- PROBLEMS TO SOLVE -
**A.** Decide whether each statement agrees with the blog post below, answering yes or no and quoting the deciding words: (i) The interview with Ed Burns was published at reason. (ii) Ed Burns co-created HBO’s Generation Kill. (iii) The interview took place a couple of weeks before the post.
**B.** In the blog post below, which movement does reason ask Burns about, and where does it seem to have started?
**C.** Reproduce the part of the blog post below starting at "The interview is" and ending at "started in Baltimore?".

My Interview With Ed Burns
Friday, March 7th, 2008A couple of weeks ago, I interviewed Ed Burns, the co-creator of HBO’s The Wire. We covered the show, the drug war, criminal justice, police work, public education, and politics, as well as the upcoming HBO miniseries, Generation Kill.
The interview is now up at reason.
TheAgitator.com

I know this is off topic, but… no reaction to Don Armentano’s dismissal from Cato? We’re all wondering what you think.
wonderful interview- thanks
Burns has to be one of the dumbest people I’ve ever heard.
reason: What do you make of the “Stop Snitchin’” movement, the street campaign that discourages people from cooperating with police, which seems to have started in Baltimore?
Burns: Well, again, it’s something that’s incidental. It’s a symptom. If the police were connected, if the police were actively involved with the people in the neighborhood, the amount of information they would be getting would be so great….”
Really? Ed? Agipotater, isn’t the whole idea of your site to get the police out of our lives? Burns wants them more actively involved, sounds like liberal speak.
Ah, Pat.
Did you even read the rest of the interview?
It’s not about the police becoming a bigger part of your life. It’s about making them a trusted part of the neighborhoods they’re patrolling, instead of this “us versus them” mentality we have today. It’s about policing for real crimes, and working to make neighborhoods safer, not just racking up arrest statistics.
I think the “snitches” thing is also being misunderstood, here. Snitches benefit form talking. It is like getting paid for exposing someone, bigger. Prostitution of ones self, is what it is. You buy your way out of the lock-up with information that will hurt someone else! Some people cooperate with the cops, because they feel a legal, law abiding, obligation. And, they are not getting any benefit, unless they can get rid of the problem! In fact, if they are found out, they likely have put themselves, and their families, in danger. I find it interesting that many more snitches are not reported murdered, after exposing the wrong person to get out of a wrap. But a snitch is a whore. The person, telling the police that they do not like the house, that looks like the grand central station of drugs, in their neighborhood, is not a snitch. They are a concerned citizen. Albeit, very misled.

- DATA -
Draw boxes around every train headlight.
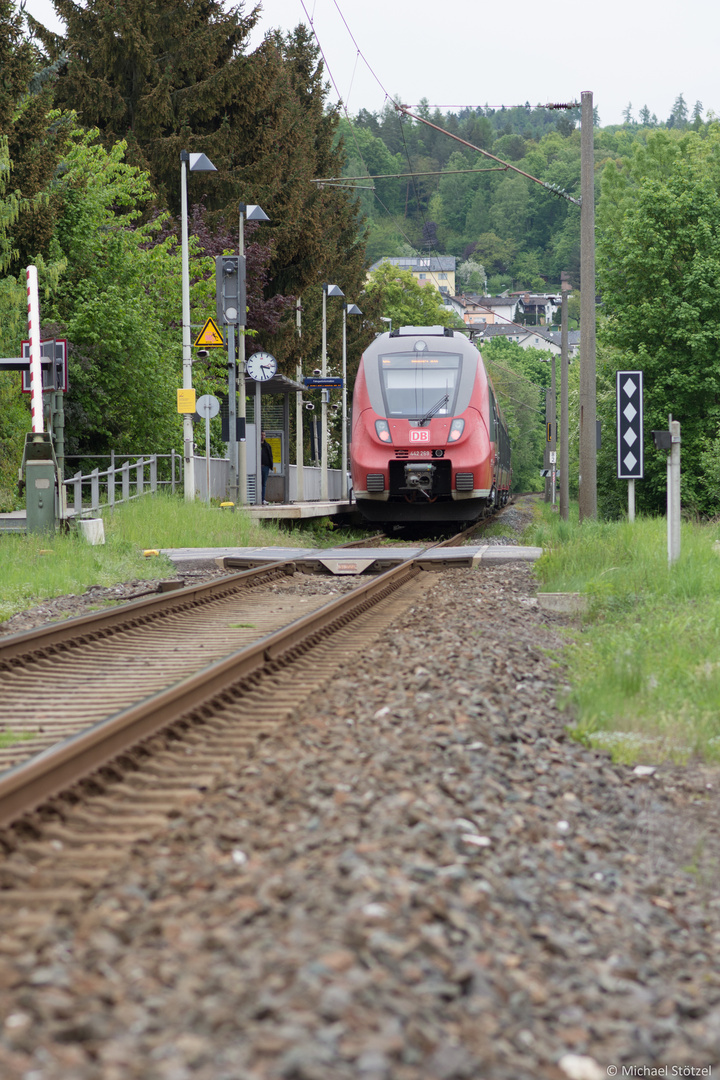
[448,418,465,443]
[375,420,393,443]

- EXERCISE SOLUTIONS -
**A.**
(i) Yes: "The interview is now up at reason."
(ii) No: "the co-creator of HBO’s The Wire" and "the upcoming HBO miniseries, Generation Kill."
(iii) Yes: "A couple of weeks ago, I interviewed Ed Burns"

**B.** The “Stop Snitchin’” movement, which seems to have started in Baltimore.

**C.**
The interview is now up at reason.
TheAgitator.com

I know this is off topic, but… no reaction to Don Armentano’s dismissal from Cato? We’re all wondering what you think.
wonderful interview- thanks
Burns has to be one of the dumbest people I’ve ever heard.
reason: What do you make of the “Stop Snitchin’” movement, the street campaign that discourages people from cooperating with police, which seems to have started in Baltimore?